→ Information supplied
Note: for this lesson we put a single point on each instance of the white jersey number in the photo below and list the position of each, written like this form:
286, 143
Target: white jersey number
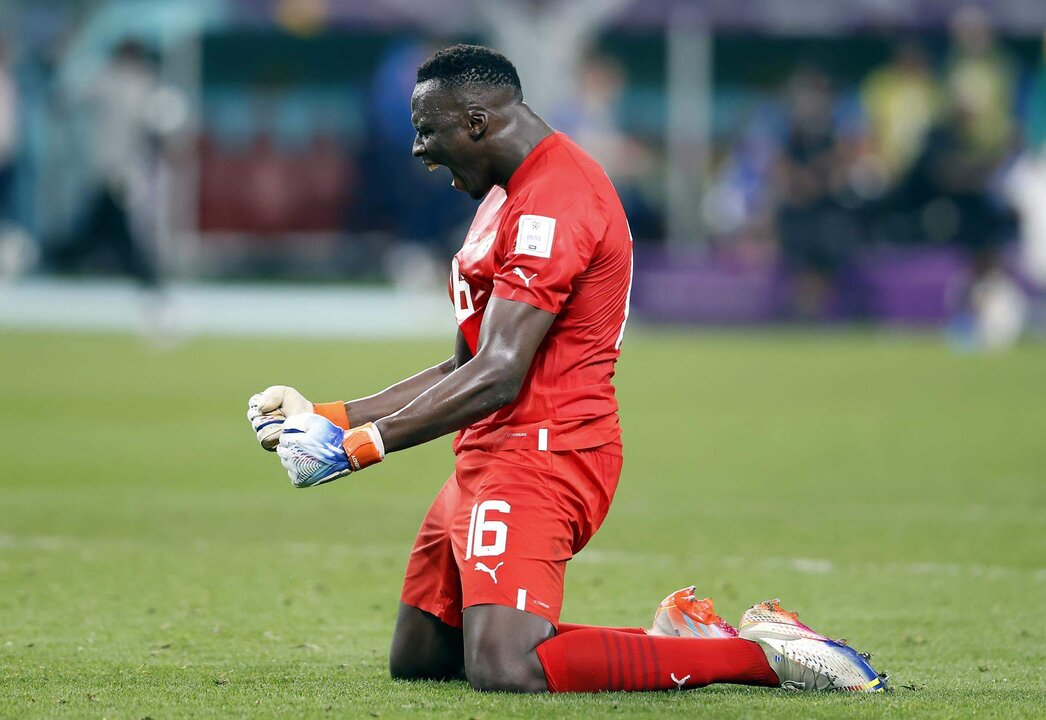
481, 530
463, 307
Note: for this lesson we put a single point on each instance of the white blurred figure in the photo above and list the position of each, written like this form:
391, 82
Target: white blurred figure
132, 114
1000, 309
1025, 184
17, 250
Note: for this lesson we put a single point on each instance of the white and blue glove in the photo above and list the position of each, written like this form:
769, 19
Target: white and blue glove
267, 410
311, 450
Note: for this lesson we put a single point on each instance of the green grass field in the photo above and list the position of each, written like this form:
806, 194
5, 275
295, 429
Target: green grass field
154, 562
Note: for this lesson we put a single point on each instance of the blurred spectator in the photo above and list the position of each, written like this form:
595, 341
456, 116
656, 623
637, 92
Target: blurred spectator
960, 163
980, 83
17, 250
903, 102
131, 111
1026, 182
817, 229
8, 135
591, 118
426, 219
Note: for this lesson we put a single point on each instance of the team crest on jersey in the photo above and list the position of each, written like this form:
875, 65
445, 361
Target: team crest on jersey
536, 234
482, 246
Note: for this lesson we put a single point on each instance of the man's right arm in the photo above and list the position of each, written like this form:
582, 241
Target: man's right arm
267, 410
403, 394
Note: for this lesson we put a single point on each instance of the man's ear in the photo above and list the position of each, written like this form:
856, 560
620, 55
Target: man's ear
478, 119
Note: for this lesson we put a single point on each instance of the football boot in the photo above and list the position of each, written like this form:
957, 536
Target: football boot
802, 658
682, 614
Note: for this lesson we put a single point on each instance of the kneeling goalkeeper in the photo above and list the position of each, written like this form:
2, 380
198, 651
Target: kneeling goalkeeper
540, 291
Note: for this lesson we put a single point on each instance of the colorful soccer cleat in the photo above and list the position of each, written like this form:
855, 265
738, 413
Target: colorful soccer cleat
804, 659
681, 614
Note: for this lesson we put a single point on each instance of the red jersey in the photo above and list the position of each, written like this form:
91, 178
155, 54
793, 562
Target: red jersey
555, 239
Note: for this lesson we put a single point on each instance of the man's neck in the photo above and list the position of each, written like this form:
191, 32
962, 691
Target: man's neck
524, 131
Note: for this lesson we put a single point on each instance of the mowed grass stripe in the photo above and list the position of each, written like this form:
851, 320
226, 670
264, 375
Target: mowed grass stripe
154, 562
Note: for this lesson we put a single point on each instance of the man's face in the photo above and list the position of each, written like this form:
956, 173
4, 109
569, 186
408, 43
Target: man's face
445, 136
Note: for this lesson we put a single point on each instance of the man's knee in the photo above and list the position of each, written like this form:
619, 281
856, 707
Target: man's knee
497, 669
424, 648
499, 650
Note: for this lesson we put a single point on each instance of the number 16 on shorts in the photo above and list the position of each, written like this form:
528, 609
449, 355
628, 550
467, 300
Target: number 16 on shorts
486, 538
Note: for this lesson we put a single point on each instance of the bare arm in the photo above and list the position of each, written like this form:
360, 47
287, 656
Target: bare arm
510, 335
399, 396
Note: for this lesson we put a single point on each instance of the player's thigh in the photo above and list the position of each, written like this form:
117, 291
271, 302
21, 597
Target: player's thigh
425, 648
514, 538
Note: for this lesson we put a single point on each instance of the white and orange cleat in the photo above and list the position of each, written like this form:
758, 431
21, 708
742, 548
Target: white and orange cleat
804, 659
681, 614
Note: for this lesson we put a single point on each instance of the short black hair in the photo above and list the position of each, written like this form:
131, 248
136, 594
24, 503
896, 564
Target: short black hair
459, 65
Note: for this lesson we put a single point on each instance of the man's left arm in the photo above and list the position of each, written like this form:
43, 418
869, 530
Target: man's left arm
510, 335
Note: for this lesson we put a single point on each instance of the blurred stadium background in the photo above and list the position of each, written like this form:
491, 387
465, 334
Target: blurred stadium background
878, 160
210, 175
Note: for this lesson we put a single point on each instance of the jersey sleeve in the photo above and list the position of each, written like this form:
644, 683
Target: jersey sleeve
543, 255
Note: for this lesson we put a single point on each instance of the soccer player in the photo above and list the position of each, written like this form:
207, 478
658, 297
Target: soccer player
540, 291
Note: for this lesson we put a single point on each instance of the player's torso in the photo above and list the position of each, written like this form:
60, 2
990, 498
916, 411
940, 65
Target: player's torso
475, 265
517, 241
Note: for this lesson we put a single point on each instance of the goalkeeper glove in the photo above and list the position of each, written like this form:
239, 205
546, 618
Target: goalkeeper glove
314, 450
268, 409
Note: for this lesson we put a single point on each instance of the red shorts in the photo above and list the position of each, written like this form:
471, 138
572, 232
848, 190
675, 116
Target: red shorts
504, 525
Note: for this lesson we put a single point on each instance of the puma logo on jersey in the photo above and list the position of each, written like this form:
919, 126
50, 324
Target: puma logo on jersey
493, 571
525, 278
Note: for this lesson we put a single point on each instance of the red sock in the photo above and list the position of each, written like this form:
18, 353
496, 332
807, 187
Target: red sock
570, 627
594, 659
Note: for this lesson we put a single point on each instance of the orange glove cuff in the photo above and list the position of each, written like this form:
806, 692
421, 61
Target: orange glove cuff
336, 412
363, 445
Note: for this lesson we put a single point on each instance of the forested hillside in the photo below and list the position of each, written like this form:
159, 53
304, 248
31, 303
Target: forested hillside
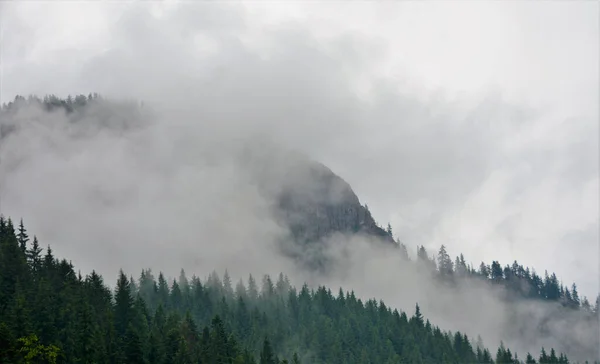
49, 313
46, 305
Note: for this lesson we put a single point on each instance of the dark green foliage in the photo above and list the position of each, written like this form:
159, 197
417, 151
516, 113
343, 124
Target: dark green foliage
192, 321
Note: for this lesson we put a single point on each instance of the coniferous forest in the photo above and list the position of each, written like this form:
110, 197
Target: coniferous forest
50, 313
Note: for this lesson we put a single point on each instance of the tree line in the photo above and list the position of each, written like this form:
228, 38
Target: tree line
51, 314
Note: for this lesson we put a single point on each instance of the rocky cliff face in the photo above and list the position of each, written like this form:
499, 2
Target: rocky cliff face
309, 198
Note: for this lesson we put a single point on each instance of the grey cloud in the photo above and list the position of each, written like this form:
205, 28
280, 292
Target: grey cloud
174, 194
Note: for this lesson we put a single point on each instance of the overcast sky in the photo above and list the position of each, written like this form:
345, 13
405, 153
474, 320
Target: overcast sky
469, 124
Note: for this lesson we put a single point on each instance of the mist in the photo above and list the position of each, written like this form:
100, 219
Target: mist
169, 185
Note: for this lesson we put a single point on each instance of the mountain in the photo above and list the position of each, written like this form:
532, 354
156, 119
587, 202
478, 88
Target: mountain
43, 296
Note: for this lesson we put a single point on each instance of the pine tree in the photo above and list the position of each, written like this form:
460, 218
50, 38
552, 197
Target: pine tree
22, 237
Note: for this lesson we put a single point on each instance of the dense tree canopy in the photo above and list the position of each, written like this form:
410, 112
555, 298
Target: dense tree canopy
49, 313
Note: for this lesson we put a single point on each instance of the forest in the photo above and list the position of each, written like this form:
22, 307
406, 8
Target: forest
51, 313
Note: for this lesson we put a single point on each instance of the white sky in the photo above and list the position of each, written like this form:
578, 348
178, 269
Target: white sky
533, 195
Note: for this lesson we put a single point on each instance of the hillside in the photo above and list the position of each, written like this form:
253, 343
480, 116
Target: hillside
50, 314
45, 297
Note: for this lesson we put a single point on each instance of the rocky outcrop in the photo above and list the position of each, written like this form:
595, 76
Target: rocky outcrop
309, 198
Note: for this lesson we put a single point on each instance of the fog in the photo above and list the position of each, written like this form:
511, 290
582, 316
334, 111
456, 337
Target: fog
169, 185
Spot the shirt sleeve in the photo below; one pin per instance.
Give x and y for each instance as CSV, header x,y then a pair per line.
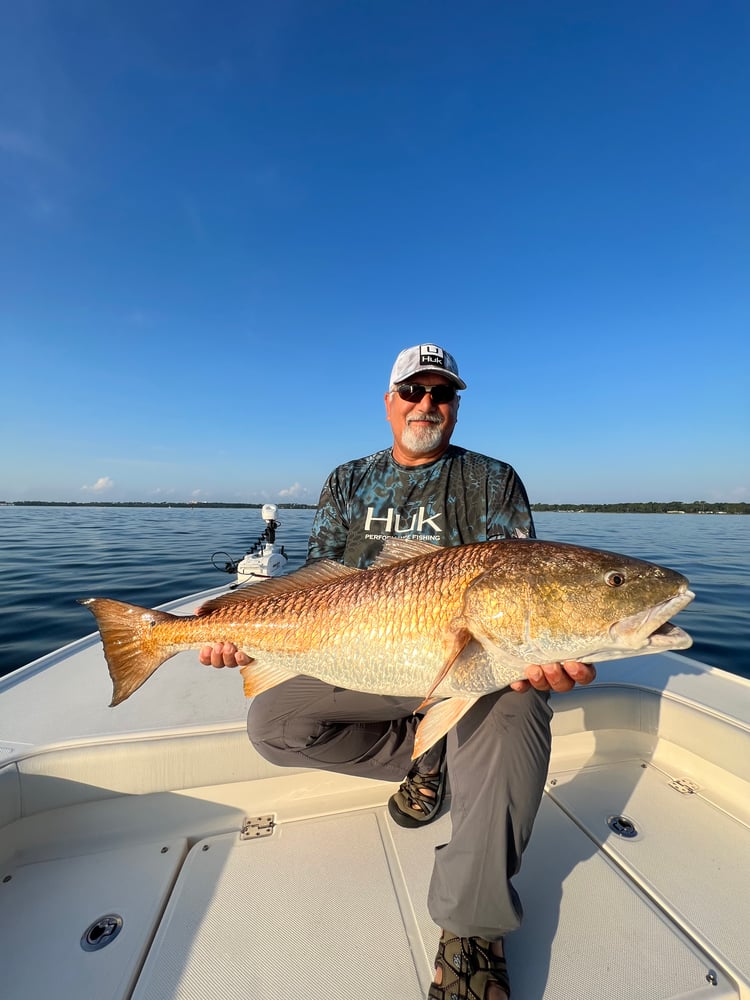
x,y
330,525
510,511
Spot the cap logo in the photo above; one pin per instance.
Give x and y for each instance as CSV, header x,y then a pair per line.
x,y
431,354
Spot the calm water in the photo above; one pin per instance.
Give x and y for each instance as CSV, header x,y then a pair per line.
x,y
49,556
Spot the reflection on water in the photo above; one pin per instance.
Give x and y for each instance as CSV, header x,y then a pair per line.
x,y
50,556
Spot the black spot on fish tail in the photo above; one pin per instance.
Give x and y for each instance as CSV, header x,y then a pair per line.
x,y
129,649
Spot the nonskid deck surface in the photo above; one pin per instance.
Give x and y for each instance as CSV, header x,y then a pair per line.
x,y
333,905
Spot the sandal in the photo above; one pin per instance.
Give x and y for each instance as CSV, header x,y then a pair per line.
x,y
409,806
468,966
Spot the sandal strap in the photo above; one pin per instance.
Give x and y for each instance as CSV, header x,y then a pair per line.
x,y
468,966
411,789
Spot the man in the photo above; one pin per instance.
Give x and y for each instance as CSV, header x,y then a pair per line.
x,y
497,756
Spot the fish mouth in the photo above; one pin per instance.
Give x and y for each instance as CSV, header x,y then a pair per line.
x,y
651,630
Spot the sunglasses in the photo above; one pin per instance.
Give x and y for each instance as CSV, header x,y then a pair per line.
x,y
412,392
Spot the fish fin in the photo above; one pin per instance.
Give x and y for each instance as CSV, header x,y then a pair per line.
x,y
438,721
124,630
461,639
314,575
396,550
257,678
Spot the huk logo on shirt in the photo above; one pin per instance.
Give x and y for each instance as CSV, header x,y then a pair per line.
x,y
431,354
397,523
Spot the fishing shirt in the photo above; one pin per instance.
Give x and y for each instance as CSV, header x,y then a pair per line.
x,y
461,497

→ Requirement
Reproduce the records word for word, from the line that contains "Spot the sandal strap" through the final line of the records, with both ends included.

→ Exercise output
Spot the sandal strap in the photo above; one pin per instance.
Give x and y for each instance as CSV, header x,y then a pair per line.
x,y
468,966
411,789
Spot the man in the photo above; one pin per instance.
Give x and y for each instance as CSV, header x,y then a pair per line.
x,y
497,756
Spot the fish mouth in the photo above; one pin per instance.
Give x and y for each instance as CSV, header x,y then a pair per line.
x,y
651,630
Spot the sunglasses in the photo above; one pin per instance.
Give x and y for each instance as CSV, header x,y then a pair per line.
x,y
412,392
Spot the fish fin in the photo above; one pin per instance.
Give x and y for each instance as CSV, header x,y then a pair per line.
x,y
438,721
124,630
461,639
314,575
396,550
257,678
Spot the huk logo on shirt in the photo above; one pin per instance.
Give x and y for each instance as CSV, header x,y then a pair per line.
x,y
431,354
397,523
Spot the fishing shirt in the photo above; one pin per instance.
Give x and y for each instance as CSV, header x,y then a pair per line.
x,y
461,497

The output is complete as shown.